A più di quaranta anni dalla sua scomparsa, Beppe Viola
rimane un esempio straordinario di inclassificabile. Inutile
rincorrere le etichette, le cose
fatte, scritte o dette, perché
nessuno di questi pezzi è in
grado di contenere chi fu Beppe Viola, autore, giornalista e
funambolo. Nato a Milano e di
Milano figlio e padre al tempo
stesso, Viola seppe disegnare
(e insegnare) una traiettoria
impensabile, ma precisa verso
la felicità. Libro esemplare di
un uomo particolare, resta,
ora nuovamente in libreria da
Quodlibet, Vite vere, compresa la
mia. Vera e propria autobiografia in forma di compagnia, delle persone amate e di quelle
meno, dei momenti passati,
belli e tristi, veri e praticamente veri. Frutto di una collaborazione con la storica rivista Linus, Vite vere compresa la mia è
la geografia di un mondo che
alla fine degli anni Settanta rifiutò il piombo e la noia, la durezza e il disincanto per dare
forma al gioco e all'intuito, al
gesto e alla bizzarria come forma di quotidianità.

_Dati forniti_:
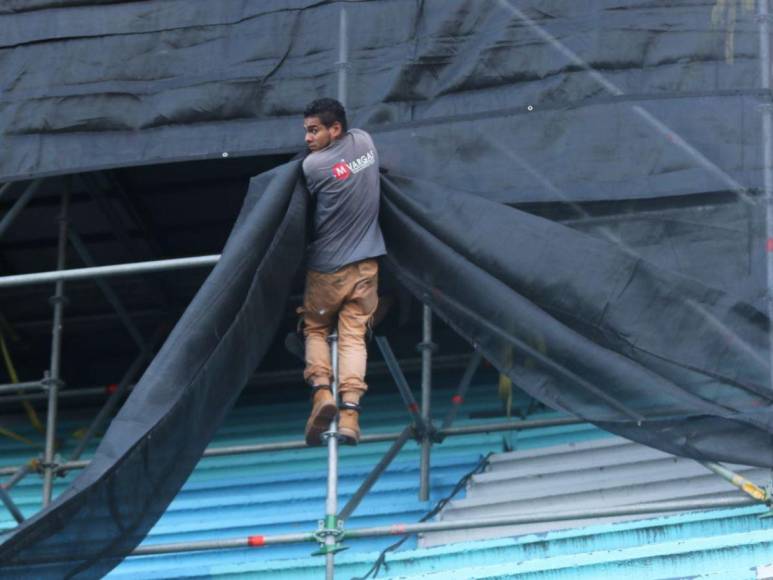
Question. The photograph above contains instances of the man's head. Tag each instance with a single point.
(324, 121)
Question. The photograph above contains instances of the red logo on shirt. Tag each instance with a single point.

_Lavoro richiesto_:
Nel testo su Beppe Viola si parla di un mondo della fine degli anni Settanta. Elenca tutte le cose che, secondo il testo, quel mondo rifiutò.

_Soluzione scritta_:
il piombo, la noia, la durezza, il disincanto